→ **GIVEN REQUEST**: Tally the lines in the records below that contain the string "white", where case counts, and reply with only that number.

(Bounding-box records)
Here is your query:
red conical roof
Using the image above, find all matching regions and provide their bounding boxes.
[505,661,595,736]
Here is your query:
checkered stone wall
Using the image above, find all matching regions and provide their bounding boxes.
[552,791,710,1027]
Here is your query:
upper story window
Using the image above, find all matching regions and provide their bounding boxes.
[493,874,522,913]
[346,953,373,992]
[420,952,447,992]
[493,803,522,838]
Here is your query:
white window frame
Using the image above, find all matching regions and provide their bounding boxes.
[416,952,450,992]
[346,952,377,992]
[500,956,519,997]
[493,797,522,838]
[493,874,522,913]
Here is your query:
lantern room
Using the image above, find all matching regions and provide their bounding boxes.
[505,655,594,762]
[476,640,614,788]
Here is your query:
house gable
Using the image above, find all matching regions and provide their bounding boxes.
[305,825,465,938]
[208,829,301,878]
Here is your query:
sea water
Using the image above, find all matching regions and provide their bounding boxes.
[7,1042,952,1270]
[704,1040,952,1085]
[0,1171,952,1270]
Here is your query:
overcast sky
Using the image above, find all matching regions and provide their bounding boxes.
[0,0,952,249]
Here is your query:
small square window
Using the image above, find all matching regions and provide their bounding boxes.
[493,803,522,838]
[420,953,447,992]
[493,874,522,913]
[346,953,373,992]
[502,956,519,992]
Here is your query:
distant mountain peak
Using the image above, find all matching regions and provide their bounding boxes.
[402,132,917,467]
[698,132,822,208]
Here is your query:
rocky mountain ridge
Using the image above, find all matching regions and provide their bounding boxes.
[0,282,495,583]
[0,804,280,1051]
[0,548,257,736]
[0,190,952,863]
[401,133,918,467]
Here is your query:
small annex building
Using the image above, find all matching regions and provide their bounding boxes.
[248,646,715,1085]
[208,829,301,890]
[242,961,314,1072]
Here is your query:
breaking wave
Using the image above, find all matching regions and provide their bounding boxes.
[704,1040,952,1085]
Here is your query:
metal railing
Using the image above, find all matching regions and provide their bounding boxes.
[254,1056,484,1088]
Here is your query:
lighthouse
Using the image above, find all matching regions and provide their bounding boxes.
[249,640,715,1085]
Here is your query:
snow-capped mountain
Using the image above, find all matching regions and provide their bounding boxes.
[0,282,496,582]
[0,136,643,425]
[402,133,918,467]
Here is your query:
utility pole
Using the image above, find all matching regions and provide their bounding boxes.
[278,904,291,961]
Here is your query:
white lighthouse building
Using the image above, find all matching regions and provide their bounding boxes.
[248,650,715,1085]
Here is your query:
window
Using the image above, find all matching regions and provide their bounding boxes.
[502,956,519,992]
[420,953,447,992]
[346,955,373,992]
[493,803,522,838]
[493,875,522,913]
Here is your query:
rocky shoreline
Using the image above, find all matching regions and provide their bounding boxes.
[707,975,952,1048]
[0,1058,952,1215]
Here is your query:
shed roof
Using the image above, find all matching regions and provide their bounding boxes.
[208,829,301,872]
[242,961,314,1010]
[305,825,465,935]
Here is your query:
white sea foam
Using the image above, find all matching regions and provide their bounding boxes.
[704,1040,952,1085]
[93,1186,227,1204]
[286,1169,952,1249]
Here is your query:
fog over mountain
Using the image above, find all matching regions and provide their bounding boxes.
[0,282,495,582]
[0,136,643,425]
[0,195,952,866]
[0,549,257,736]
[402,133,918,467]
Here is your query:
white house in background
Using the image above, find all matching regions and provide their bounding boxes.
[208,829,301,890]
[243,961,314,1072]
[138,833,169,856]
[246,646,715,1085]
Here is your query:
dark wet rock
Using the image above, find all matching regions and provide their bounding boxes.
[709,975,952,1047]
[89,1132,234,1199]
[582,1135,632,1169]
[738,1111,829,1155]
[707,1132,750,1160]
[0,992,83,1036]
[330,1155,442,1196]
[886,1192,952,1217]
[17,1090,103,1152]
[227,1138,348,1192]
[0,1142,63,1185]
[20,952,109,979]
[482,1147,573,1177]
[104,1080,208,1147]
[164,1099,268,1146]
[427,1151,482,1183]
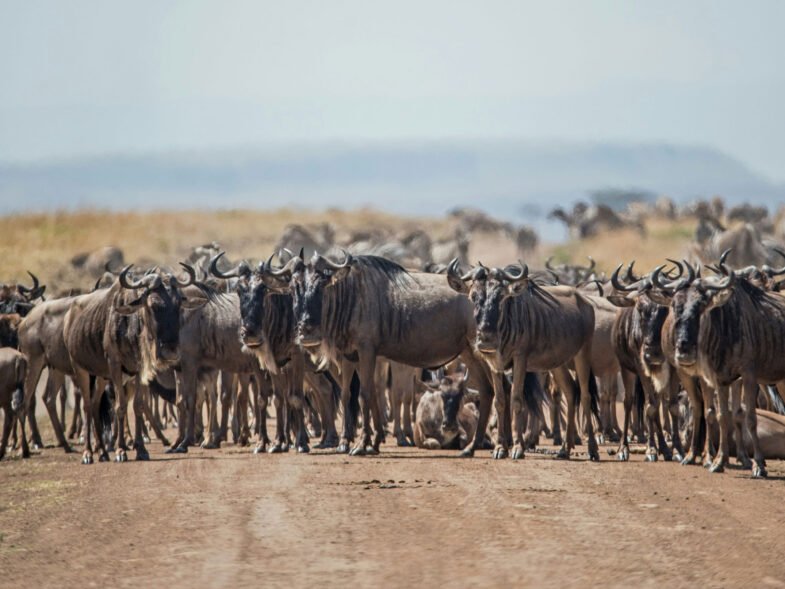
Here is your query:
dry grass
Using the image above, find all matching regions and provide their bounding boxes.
[0,209,694,291]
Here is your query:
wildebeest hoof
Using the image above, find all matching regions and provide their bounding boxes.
[493,446,507,460]
[349,446,365,456]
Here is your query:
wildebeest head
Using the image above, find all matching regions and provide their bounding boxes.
[114,263,207,363]
[425,370,469,437]
[607,261,682,367]
[265,251,354,348]
[210,252,276,350]
[0,272,46,317]
[447,258,529,353]
[651,252,736,367]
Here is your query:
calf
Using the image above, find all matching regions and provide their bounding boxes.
[414,371,480,450]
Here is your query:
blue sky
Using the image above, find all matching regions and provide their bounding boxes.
[0,0,785,182]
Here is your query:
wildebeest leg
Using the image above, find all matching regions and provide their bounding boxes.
[134,383,169,446]
[44,368,73,452]
[510,356,526,460]
[234,374,251,446]
[219,370,236,442]
[666,369,684,462]
[335,361,357,454]
[737,374,768,478]
[575,350,600,462]
[679,374,706,465]
[709,385,732,472]
[68,386,84,440]
[268,374,288,454]
[614,368,635,461]
[0,403,15,460]
[549,384,563,446]
[461,352,493,457]
[641,376,673,462]
[551,366,576,459]
[166,366,197,454]
[730,379,757,470]
[349,350,384,456]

→ **ANSWER TO THIS TASK**: 4